═══ Given passage
The Joint Commission on Accreditation of Healthcare Organizations (JCAHO), an influential hospital regulatory group, plans to step up efforts to reduce fatal infections contracted by hospitalized patients after being criticized for not doing its job.

Last year, the Chicago Tribune alleged that, "tens of thousands of such deaths go unreported," and that JCAHO sometimes fails in its duty to ensure hospital quality and safety.

The federal Centers for Disease Control and Prevention estimates that two million patients annually develop often preventable infections while hospitalized and that about 90,000 die.

JCAHO attributes the problem, in part, to hospitals not adequately reporting infection-linked deaths to the agency. In response to the Tribune's articles, the agency

checked its 7-year-old database on patient safety reporting and found that it included only ten such reports involving 53 patients, according to JCAHO president Dr. Dennis O'Leary. Calling the number of received reports on the number of patient deaths from infections acquired in the health care setting "a disproportionately low volume,"  O'Leary points out it's, "possibly because many health care organizations do not view these events as 'errors'" under JCAHO's definition.
══════
═══ Entries supplied
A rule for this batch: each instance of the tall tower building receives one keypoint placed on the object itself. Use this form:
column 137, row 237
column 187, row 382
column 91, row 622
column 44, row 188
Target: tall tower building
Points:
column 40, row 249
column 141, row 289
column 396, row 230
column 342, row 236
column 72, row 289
══════
[Activity]: Rewrite the passage on hospital infections from "The Joint Commission" to "quality and safety.", putting "intensify" in place of "step up".

[Answer box]:
The Joint Commission on Accreditation of Healthcare Organizations (JCAHO), an influential hospital regulatory group, plans to intensify efforts to reduce fatal infections contracted by hospitalized patients after being criticized for not doing its job.

Last year, the Chicago Tribune alleged that, "tens of thousands of such deaths go unreported," and that JCAHO sometimes fails in its duty to ensure hospital quality and safety.